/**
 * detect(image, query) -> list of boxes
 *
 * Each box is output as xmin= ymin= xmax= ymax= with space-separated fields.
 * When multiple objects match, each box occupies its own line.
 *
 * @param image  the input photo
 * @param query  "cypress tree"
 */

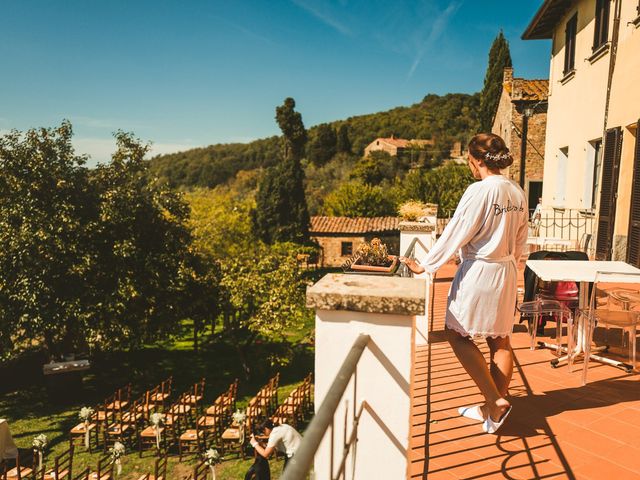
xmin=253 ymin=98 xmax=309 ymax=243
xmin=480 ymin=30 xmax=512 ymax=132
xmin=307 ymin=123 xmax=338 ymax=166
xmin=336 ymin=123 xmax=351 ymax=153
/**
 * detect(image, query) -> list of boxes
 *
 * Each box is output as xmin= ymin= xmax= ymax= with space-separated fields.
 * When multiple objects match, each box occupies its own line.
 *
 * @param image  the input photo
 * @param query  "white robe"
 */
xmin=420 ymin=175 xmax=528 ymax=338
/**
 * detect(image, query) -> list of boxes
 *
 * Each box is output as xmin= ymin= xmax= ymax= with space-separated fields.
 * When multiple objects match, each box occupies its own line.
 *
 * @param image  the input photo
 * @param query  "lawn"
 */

******

* Given problem
Rewrite all the lines above, replacing "input photo" with "source image" and changing nothing else. Leave the pictures out.

* Answer
/**
 * detect(image, query) -> list of boxes
 *
 * Each box is output as xmin= ymin= xmax= ymax= with space-separated fields.
 * When multiple objects match, each box occupies its own line.
 *
 * @param image  the source image
 * @param query  "cypress tree"
 */

xmin=253 ymin=98 xmax=309 ymax=243
xmin=480 ymin=30 xmax=512 ymax=132
xmin=307 ymin=123 xmax=338 ymax=166
xmin=336 ymin=123 xmax=351 ymax=153
/**
 * detect(image, query) -> list of boxes
 *
 * Each box is output as xmin= ymin= xmax= ymax= with space-separated fields.
 * When multiple objects match, each box occupies its own line.
 *
 * @param image  the source image
 * @param query  "white robe"
 */
xmin=420 ymin=175 xmax=528 ymax=338
/**
 * detect(image, query) -> list of boxes
 *
 * Each box is output as xmin= ymin= xmax= ymax= with space-separated fields.
 * When multiple objects match, each box occupies its own line.
 *
 * @param image  the source image
 * @param query  "lawn"
 */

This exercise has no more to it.